◆ SUPPLIED MATERIAL
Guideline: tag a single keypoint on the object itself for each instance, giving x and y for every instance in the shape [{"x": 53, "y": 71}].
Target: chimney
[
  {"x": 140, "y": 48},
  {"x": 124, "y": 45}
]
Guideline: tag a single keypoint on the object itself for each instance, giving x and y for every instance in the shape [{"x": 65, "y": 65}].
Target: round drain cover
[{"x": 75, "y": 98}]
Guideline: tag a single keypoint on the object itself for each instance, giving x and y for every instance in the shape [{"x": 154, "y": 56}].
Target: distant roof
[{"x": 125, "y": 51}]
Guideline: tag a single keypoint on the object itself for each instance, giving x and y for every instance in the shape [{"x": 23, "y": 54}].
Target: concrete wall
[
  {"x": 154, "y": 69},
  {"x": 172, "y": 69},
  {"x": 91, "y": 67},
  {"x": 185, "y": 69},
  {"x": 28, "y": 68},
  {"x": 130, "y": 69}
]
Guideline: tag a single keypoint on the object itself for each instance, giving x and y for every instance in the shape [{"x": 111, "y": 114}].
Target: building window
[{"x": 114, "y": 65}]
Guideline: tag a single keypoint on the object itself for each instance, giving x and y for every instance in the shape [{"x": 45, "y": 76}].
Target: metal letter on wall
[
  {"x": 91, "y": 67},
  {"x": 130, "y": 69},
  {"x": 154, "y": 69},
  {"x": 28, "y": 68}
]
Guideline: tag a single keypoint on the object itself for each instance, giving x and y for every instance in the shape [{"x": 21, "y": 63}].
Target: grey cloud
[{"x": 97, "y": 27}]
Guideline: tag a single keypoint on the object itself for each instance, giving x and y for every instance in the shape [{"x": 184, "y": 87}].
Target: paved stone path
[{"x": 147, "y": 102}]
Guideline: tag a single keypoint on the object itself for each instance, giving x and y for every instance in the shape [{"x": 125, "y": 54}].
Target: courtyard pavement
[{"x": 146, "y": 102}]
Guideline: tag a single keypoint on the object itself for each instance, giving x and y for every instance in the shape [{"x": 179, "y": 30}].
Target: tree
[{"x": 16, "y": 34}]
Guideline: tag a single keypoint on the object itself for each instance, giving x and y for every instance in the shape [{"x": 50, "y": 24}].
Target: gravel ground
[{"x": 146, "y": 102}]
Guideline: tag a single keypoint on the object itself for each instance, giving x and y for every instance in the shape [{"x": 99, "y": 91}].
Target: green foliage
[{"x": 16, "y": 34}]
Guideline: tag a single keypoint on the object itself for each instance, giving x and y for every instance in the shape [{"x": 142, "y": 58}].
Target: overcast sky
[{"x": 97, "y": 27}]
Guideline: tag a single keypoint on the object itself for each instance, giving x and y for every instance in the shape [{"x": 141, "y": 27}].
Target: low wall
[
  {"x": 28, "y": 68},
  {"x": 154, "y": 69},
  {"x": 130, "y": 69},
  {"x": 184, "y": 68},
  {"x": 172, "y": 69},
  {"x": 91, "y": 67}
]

◆ ABOUT THIS EXERCISE
Give the records again, exactly as they appear.

◆ SOLUTION TO THIS EXERCISE
Guideline: tag a single keypoint on the object itself for each instance, giving x and y for every instance in the shape [{"x": 53, "y": 71}].
Target: chimney
[
  {"x": 140, "y": 48},
  {"x": 124, "y": 45}
]
Guideline: tag a single keypoint on the object itself for each instance, giving x and y for every instance in the shape [{"x": 65, "y": 65}].
Target: round drain cover
[{"x": 75, "y": 98}]
Guideline: tag a single keypoint on the object itself for each instance, giving x and y for every instance in the shape [{"x": 154, "y": 56}].
Target: distant roof
[{"x": 125, "y": 51}]
Guideline: tag a single keypoint on the object itself for each instance, giving x and y for every instance in the shape [{"x": 23, "y": 54}].
Target: concrete wall
[
  {"x": 154, "y": 69},
  {"x": 172, "y": 69},
  {"x": 91, "y": 67},
  {"x": 185, "y": 69},
  {"x": 28, "y": 68},
  {"x": 130, "y": 69}
]
Guideline: tag a single keypoint on the object itself for each instance, giving x and y for every instance in the shape [{"x": 111, "y": 114}].
Target: building window
[{"x": 114, "y": 65}]
Guideline: tag a single keypoint on the object itself for each instance, giving x and y for every instance in the shape [{"x": 45, "y": 76}].
Target: metal letter on wall
[
  {"x": 91, "y": 67},
  {"x": 130, "y": 69},
  {"x": 154, "y": 69},
  {"x": 28, "y": 68}
]
Guideline: tag a single keypoint on the object itself for each instance, giving x and y for every instance in the shape [{"x": 21, "y": 63}].
Target: grey cloud
[{"x": 97, "y": 27}]
Guideline: tag a single keypoint on the object itself for each instance, giving x and y for every instance in the shape [{"x": 184, "y": 87}].
Target: paved stone path
[{"x": 147, "y": 102}]
Guideline: tag a single keypoint on the object itself for each instance, giving x and y for every instance in the shape [{"x": 125, "y": 54}].
Target: courtyard pavement
[{"x": 146, "y": 102}]
Guideline: tag a single keypoint on the object itself for each instance, giving x and y for every instance in the shape [{"x": 179, "y": 30}].
Target: tree
[{"x": 16, "y": 34}]
Guideline: tag a single keypoint on the object itself for each instance, giving x and y for every instance in the shape [{"x": 50, "y": 24}].
Target: gravel ground
[{"x": 146, "y": 102}]
Guideline: tag a single keypoint on the object itself for each instance, giving x and y for every instance in the shape [{"x": 99, "y": 91}].
Target: green foliage
[{"x": 16, "y": 34}]
Guideline: tag a single keypoint on the object itself for each instance, giving x and y for every instance in the shape [{"x": 142, "y": 58}].
Target: overcast sky
[{"x": 97, "y": 27}]
Guideline: tag a single keypoint on the object itself for each instance, giving x and y for every instance in the shape [{"x": 141, "y": 27}].
Target: low wall
[
  {"x": 28, "y": 68},
  {"x": 154, "y": 69},
  {"x": 130, "y": 69},
  {"x": 184, "y": 68},
  {"x": 172, "y": 69},
  {"x": 91, "y": 67}
]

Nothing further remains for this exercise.